Assigned task: Repeat each record below exactly, dropping the pictures.

(Natural language region descriptions)
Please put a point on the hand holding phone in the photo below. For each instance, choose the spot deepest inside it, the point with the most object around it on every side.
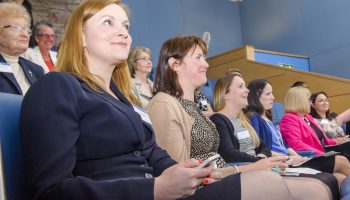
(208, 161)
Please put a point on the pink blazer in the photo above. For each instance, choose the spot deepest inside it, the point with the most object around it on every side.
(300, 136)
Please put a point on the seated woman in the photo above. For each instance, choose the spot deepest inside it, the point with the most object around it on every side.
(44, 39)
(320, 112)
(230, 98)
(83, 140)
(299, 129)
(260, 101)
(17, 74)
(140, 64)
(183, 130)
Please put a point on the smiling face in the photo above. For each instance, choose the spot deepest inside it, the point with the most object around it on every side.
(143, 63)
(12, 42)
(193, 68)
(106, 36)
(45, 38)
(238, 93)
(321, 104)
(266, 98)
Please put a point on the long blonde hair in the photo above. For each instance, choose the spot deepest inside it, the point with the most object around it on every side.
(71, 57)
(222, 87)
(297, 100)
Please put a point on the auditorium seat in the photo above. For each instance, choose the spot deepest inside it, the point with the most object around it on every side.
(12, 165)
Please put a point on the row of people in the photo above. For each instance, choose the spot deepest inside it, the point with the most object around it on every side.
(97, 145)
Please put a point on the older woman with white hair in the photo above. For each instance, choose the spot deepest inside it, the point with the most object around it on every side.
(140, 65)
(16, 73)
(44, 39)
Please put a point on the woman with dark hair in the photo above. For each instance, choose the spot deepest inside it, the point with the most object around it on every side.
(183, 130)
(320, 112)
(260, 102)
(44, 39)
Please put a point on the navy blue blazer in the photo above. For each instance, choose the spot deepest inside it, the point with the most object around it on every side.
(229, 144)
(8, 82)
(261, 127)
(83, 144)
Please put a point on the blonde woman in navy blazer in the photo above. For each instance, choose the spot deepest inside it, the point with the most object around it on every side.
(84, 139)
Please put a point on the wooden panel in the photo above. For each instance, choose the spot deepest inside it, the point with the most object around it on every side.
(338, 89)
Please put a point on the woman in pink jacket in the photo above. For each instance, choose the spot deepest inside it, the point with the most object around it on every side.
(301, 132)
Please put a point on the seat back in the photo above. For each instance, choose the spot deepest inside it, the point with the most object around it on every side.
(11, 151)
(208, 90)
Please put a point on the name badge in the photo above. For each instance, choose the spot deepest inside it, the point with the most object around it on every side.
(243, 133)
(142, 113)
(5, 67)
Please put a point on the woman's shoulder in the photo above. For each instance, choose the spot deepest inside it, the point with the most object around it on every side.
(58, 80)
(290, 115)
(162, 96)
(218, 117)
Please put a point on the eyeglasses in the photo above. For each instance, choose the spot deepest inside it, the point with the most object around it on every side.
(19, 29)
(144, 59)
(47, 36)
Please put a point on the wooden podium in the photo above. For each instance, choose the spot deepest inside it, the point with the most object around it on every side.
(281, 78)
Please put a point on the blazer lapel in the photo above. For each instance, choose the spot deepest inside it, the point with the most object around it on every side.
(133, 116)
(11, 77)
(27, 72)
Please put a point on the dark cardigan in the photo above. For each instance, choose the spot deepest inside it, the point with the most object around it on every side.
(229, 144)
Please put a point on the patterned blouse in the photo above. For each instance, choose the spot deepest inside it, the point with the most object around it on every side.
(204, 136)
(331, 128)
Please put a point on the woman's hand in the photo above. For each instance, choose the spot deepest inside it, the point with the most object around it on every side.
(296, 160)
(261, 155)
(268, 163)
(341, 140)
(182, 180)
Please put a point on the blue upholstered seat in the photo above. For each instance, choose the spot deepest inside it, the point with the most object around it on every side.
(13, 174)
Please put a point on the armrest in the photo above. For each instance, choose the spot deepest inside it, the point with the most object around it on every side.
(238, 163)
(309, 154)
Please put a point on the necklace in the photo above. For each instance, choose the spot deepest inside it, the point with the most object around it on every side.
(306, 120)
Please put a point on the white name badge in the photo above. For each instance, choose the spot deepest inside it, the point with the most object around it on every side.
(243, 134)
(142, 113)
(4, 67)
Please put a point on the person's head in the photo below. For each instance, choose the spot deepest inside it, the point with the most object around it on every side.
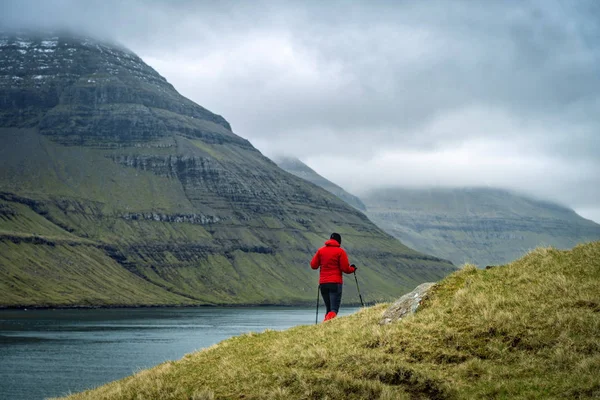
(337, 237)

Written reply:
Please put a point on the hand holding phone in the photo below. For each instance, choose the spot deepest inside it, the point with the most object around it on every side.
(208, 161)
Please put a point on the pink blazer in the photo above. For each instance, choose the spot deepest inside it, the point with the most object around it on every side.
(300, 136)
Please put a point on the seated woman in the photo above. For each instance, choose the spot deepest inside it, the point with the most object around it on every side.
(44, 39)
(320, 112)
(230, 98)
(83, 140)
(299, 129)
(260, 101)
(17, 74)
(140, 64)
(183, 130)
Please put a point on the smiling face in the photo above. For each instance, choose the spot deepest inside it, the point with the most object around it on every side.
(143, 63)
(12, 42)
(193, 68)
(106, 36)
(45, 38)
(238, 93)
(321, 104)
(266, 98)
Please put a point on the long blonde hair in the photo above. For each instance, choose the spot deepest inside it, the point with the most object around it on every side.
(71, 57)
(222, 87)
(297, 100)
Please put a point on the auditorium seat in the photo above. For each instance, choose the spot deepest inside it, the point with the most object around it on every side.
(12, 165)
Please put a point on the row of people in the photo above. For each instance, choose the spot deepest inside it, the point with the most object around it on every side.
(97, 145)
Please put a point on the older woman with white hair in the photo above. For each instance, choose the spot deepest inside it, the point with the most object around it on every side.
(140, 65)
(16, 73)
(44, 39)
Please put a point on the woman with dark hair in the photo above. For each instance, choose the spot deepest inside it, the point with the most object around it on every side.
(183, 130)
(320, 112)
(260, 102)
(44, 39)
Please put a point on the navy blue blazer in the photo above. For each instance, choose the spot deepest inside it, the point with the most object around it on every side.
(229, 144)
(8, 82)
(261, 127)
(83, 144)
Please put a point on the blonde woman in navy blazer in the photo above. For each instance, choose the spot deepest inside it, the point with the most object around it on every side.
(84, 139)
Please put a point on the wooden panel in the photo above. For each instance, choose the spot deepest inside it, the point with the most object around it on every side.
(338, 89)
Please put a point on the woman in pink jacket in the photo above. For each instance, choose the spot deepest inside it, the point with the most object around it on every side.
(301, 132)
Please put a point on the seat back in the photo above. For each instance, choose the spot deepest inside it, the point with the most object around it on every side.
(11, 151)
(208, 90)
Please put a point on the name badge in the photo above. For each instance, choose the spot deepest inside it, the point with the most object around it on every side.
(243, 133)
(142, 113)
(5, 67)
Please put a point on the woman's shoulder in the photo above. For each instance, choose the spot deepest inside it, the point with the most object around it on every side.
(58, 80)
(290, 115)
(162, 96)
(218, 117)
Please put a point on the eyeglasses in the photo above. For each instance, choose the spot deepest inside it, the point with the most object around it on every side.
(19, 29)
(144, 59)
(47, 36)
Please put a point on the wooden podium in the photo above. For each instance, choose the spot deepest inside it, the point with the most object around it on every side.
(281, 78)
Please put a point on the blazer lapel in the photo above. For each instance, choose the spot deepest inside it, the point with the most object around it on every side.
(133, 116)
(11, 77)
(27, 72)
Please put a point on the dark cardigan in the photo above. For each instance, choose the spot deepest inside it, the point with the most object around it on every side.
(229, 144)
Please put a point on the patterned blouse in the photo above. For each instance, choose the spot deepest inside it, the point with the most object around it on every side.
(204, 136)
(331, 128)
Please put a point on the woman's hand in the photo above. For each instance, choose the spot deepest inside it, the point with the most object around it on every side.
(296, 160)
(261, 155)
(268, 163)
(341, 140)
(182, 180)
Please put a point on the blue upholstered seat in the photo above. For each instance, choose the spot deepest inside it, the point with the most object around it on every side.
(13, 174)
Please put a point on the armrest in the photo above. For each instance, choose the spot deepest inside it, the point with the most object around it on every side.
(238, 163)
(309, 154)
Please put a point on the necklace in the photo above. For each instance, choose the spot deepest inside it, the point with the most object around it on every side.
(306, 120)
Please put a point on the white name badge in the photo above. For each instance, choose the spot deepest inside it, the point with the most object around it on every side.
(243, 134)
(142, 113)
(4, 67)
Please put a point on the person's head in the photo below. For each instance, choose the spot deepest inside it, the point with the most object around it on every side.
(337, 237)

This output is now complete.